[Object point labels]
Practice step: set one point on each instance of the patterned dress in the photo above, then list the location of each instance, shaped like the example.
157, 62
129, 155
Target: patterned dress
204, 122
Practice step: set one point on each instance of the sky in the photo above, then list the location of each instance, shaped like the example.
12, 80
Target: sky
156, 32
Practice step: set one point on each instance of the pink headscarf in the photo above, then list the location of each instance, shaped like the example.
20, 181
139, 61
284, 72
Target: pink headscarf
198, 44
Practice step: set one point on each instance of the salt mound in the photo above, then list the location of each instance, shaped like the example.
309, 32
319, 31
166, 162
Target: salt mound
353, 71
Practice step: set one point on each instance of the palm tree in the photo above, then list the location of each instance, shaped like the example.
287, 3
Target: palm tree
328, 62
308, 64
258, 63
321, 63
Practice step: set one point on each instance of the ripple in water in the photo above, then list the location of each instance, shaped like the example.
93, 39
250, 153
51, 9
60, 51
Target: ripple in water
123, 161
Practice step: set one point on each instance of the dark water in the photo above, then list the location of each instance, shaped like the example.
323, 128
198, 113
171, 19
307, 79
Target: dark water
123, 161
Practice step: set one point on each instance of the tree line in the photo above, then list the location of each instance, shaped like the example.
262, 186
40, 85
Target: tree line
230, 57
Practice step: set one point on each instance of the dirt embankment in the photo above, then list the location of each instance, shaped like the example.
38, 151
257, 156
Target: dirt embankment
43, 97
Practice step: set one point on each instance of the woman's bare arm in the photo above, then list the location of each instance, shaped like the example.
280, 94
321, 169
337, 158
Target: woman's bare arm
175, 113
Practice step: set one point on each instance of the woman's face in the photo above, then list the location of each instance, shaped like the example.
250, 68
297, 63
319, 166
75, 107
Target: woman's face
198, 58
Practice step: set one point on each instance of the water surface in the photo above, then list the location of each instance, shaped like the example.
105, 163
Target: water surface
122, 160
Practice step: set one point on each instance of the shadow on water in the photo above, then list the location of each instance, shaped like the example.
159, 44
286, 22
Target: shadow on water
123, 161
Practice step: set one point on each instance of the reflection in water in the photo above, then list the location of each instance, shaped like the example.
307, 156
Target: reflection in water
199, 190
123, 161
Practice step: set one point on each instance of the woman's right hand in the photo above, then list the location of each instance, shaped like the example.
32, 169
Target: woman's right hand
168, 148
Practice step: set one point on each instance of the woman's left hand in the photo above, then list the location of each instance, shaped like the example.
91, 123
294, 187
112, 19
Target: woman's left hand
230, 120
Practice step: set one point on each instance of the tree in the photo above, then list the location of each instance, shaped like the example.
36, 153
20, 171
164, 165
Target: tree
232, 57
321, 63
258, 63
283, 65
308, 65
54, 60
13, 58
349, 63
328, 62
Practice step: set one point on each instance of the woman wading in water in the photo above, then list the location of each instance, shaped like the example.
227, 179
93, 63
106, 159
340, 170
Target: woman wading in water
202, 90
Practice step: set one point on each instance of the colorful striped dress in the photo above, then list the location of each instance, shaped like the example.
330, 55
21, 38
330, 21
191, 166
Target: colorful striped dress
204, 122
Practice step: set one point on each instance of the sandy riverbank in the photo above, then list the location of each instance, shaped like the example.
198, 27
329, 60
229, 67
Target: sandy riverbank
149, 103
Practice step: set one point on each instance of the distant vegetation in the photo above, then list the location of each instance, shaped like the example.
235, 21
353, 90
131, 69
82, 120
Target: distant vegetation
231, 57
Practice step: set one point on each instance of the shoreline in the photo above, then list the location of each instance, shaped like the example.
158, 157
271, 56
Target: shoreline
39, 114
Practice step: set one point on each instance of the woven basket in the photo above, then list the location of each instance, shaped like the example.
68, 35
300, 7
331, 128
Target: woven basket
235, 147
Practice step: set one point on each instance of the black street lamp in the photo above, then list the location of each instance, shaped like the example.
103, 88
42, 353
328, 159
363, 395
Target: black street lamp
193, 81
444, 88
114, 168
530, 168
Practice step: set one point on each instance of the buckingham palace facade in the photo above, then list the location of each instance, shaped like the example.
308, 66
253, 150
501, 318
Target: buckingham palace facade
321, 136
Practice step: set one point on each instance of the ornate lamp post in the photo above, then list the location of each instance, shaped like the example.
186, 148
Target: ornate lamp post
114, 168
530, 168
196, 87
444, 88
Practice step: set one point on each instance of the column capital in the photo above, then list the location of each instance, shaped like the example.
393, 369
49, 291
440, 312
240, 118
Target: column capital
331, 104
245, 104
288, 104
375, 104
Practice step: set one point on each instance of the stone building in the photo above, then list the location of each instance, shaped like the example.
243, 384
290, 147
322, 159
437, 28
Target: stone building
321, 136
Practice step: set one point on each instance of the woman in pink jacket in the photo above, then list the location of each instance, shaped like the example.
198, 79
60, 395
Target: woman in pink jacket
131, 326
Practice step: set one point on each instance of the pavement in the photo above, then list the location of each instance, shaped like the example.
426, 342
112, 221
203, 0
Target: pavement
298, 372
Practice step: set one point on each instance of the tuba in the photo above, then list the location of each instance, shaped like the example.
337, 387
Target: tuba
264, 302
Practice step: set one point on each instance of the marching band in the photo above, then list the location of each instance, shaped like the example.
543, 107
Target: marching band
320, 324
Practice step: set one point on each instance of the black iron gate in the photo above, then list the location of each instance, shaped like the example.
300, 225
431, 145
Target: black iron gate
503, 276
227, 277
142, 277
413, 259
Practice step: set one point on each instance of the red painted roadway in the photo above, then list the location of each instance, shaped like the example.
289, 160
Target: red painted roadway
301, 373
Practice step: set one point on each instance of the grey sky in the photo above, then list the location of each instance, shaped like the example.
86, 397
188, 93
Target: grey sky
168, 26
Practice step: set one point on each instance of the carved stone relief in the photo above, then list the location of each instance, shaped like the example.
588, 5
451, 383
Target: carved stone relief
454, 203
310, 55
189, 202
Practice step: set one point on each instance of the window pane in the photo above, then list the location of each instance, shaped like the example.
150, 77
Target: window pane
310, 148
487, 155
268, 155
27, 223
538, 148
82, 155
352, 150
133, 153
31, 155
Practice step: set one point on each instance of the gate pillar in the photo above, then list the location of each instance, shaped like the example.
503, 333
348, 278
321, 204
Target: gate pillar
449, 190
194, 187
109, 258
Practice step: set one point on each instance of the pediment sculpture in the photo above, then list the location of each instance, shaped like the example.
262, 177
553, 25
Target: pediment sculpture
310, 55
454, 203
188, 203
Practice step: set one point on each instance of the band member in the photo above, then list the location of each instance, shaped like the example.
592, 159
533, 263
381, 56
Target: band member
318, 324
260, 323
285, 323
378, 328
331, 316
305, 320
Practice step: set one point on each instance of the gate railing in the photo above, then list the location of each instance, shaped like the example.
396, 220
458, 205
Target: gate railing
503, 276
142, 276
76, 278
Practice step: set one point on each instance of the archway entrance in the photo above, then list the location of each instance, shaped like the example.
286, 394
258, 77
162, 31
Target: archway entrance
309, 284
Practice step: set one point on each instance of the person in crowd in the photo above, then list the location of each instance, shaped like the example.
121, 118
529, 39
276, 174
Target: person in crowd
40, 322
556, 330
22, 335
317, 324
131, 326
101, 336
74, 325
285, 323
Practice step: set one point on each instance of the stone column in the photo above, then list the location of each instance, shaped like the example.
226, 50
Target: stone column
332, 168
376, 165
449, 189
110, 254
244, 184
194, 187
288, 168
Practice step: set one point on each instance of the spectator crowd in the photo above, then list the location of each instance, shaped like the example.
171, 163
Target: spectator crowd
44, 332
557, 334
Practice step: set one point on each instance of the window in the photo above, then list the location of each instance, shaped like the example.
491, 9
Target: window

= The task =
Copy the data from the line containing "Practice step: set one point on each instance of the spectator" down to the end, swapping every "spectator crowd" for "audience" and keeping all else the same.

= Response =
Practice step: set one point on each instance of the audience in the photo above, then list the location of each instance, shaped like the example.
171, 163
Target: audience
44, 332
557, 334
Practice step: set one point on each instance of the window in the photo above, then list the location of each instance, shaped like the example.
491, 9
Target: window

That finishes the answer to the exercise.